### SHORT PROBLEM 1
In the column on Apple's ad blunder, copy the passage word for word, starting at the words "Then again, the" and ending after "on that one.)".

### TEXT SHOWN
--*--

Apple’s momentary lapse of reason

Honestly, I never thought I’d hear today’s version of Apple say such a thing: “We missed the mark with this video and we’re sorry.”

Then again, the natives don’t usually show up at Apple’s door, pitchforks in hand. However forced the apology might have been, kudos to Apple for respecting customers enough to admit its error.

That said, given that Apple “missed the mark” by a few light years, it’s fair to ask: How the hell could this even happen in the first place?

Crush joins an elite group

Apple has a long and illustrious history of great advertising. Only twice in the past forty years has it received a public shaming for an ad or campaign.

In the 1985 Super Bowl, the Lemmings ad insulted the very audience it was trying to win. During the 2012 Summer Olympics, the Genius campaign was savaged for being embarrassingly unfunny. (Even I couldn’t resist joining the attack on that one.)

Now, once again, the welcome banners are up at Apple’s Advertising Hall of Shame, as Crush takes its well-earned place in this mini-pantheon of failures.

--*--

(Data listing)

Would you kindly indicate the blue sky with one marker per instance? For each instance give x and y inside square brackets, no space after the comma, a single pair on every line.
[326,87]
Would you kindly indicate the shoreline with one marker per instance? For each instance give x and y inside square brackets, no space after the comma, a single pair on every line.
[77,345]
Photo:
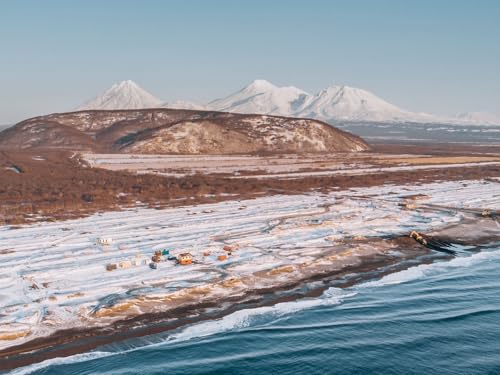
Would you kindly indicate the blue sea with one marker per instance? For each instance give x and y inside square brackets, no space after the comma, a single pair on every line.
[442,318]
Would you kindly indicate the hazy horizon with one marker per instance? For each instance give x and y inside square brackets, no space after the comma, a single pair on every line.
[434,57]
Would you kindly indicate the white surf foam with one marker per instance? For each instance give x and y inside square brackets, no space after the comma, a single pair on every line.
[77,358]
[237,320]
[245,318]
[424,270]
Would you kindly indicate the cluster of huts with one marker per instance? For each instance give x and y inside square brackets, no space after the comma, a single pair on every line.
[164,255]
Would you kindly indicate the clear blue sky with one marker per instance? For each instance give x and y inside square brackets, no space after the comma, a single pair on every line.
[424,55]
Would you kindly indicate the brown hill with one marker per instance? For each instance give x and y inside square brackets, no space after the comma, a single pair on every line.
[173,131]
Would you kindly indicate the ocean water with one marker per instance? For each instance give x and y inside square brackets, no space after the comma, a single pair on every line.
[426,133]
[442,318]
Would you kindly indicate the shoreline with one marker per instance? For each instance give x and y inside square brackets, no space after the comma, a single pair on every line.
[75,341]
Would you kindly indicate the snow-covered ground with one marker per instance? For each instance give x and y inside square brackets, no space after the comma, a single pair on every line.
[282,166]
[53,275]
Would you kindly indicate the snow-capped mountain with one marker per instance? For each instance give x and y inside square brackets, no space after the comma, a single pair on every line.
[262,97]
[335,103]
[477,118]
[344,103]
[338,103]
[123,95]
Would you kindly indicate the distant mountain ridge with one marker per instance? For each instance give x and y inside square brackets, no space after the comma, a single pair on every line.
[335,103]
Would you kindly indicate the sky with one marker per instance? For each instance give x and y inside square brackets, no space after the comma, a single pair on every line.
[439,56]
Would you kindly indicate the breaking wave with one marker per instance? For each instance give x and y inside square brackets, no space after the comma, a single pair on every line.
[268,314]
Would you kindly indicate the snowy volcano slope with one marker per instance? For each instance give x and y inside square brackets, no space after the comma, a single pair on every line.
[335,103]
[262,97]
[53,276]
[123,95]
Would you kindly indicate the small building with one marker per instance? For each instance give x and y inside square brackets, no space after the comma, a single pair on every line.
[105,241]
[111,266]
[185,259]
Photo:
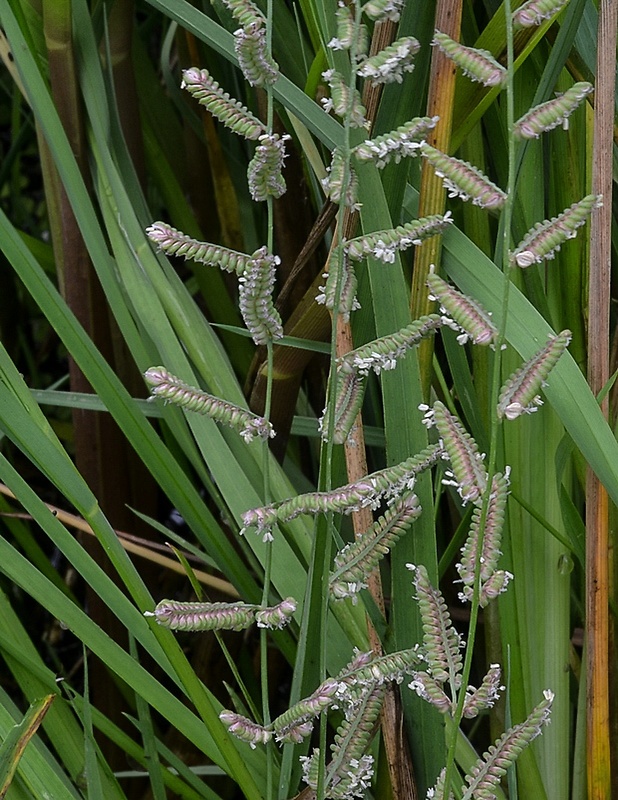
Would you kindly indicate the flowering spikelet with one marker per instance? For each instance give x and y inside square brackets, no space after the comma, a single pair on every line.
[245,729]
[544,240]
[264,172]
[486,695]
[383,353]
[357,560]
[463,180]
[554,112]
[255,297]
[368,491]
[176,243]
[276,617]
[478,65]
[244,11]
[492,534]
[340,100]
[384,244]
[519,394]
[335,181]
[230,112]
[171,389]
[255,61]
[404,141]
[296,723]
[485,775]
[348,403]
[348,301]
[390,64]
[203,616]
[469,316]
[382,10]
[350,771]
[441,642]
[535,11]
[468,473]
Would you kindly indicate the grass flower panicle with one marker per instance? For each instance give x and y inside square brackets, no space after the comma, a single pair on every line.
[545,239]
[402,142]
[231,113]
[478,65]
[519,395]
[552,113]
[463,180]
[168,387]
[391,63]
[468,316]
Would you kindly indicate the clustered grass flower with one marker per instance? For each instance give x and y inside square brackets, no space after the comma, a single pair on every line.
[391,63]
[519,395]
[468,316]
[175,243]
[463,180]
[357,560]
[395,145]
[231,113]
[535,11]
[545,239]
[552,113]
[170,388]
[478,65]
[264,174]
[383,245]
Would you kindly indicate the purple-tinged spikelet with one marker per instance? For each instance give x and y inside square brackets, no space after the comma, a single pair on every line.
[478,65]
[357,560]
[341,102]
[468,316]
[297,722]
[552,113]
[383,245]
[535,11]
[335,180]
[176,243]
[486,774]
[490,554]
[486,695]
[381,10]
[441,643]
[348,403]
[244,11]
[463,180]
[255,297]
[181,616]
[383,353]
[390,64]
[519,395]
[265,168]
[230,112]
[168,387]
[256,63]
[467,470]
[395,145]
[366,492]
[544,240]
[245,729]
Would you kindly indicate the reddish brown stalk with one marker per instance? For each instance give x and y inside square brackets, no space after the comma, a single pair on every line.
[597,528]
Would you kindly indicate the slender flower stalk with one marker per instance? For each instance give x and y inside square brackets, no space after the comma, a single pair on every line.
[478,65]
[463,180]
[231,113]
[553,113]
[545,239]
[519,394]
[168,387]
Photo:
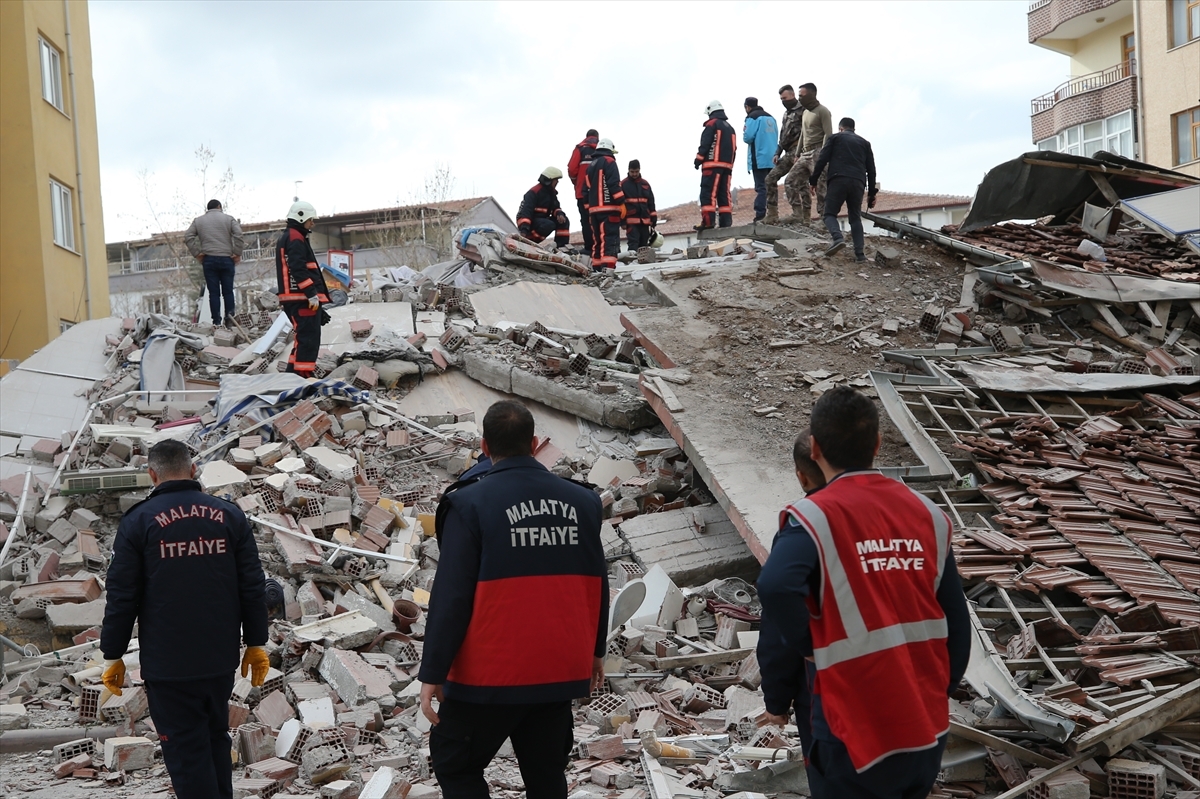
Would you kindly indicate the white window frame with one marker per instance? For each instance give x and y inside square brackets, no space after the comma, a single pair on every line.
[61,215]
[52,73]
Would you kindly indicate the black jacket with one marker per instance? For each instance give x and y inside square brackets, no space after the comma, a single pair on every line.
[718,143]
[298,276]
[520,604]
[540,202]
[603,187]
[847,155]
[639,202]
[185,568]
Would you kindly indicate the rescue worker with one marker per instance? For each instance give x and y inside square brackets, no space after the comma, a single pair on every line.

--*--

### SHORT PROBLEM 2
In the data listing, swap "black jacket" for "dark coat" and leave everything else unchanged. Give back only the lines from the one containing "Would you kindly indicate the slender" through the end of the records, without the pictures.

### EXERCISE SOLUTION 1
Then again, the natives don’t usually show up at Apple’s door, pitchforks in hand. However forced the apology might have been, kudos to Apple for respecting customers enough to admit its error.

That said, given that Apple “missed the mark” by a few light years, it’s fair to ask: How the hell could this even happen in the first place?

Crush joins an elite group

Apple has a long and illustrious history of great advertising. Only twice in the past forty years has it received a public shaming for an ad or campaign.

In the 1985 Super Bowl, the Lemmings ad insulted the very audience it was trying to win. During the 2012 Summer Olympics, the Genius campaign was savaged for being embarrassingly unfunny. (Even I couldn’t resist joining the attack on that one.)

### EXERCISE SOLUTION 2
Would you kindly indicate the slender flower stalk with one marker per instance? For each instance give x and y inside square brackets, no space after the comma, a single pair on every line.
[478,65]
[463,180]
[231,113]
[553,113]
[545,239]
[519,394]
[168,387]
Photo:
Would you kindly indicate the white window frame with one marker per instance? For each instance give x and y inside square brackets, no space after the comma, a single pair on every line.
[61,215]
[52,73]
Would you kindly indicate the dark coat with one marker per instance? For each instance give x and y inside square brackets, no space after the comma, a single pair on every line.
[718,143]
[298,276]
[520,604]
[540,202]
[603,187]
[847,155]
[639,202]
[185,568]
Would you kindly indicate the rescue worker with one marker per instance? For each instance give x and y inside square brackets, no space after the comma, a single pair on every line.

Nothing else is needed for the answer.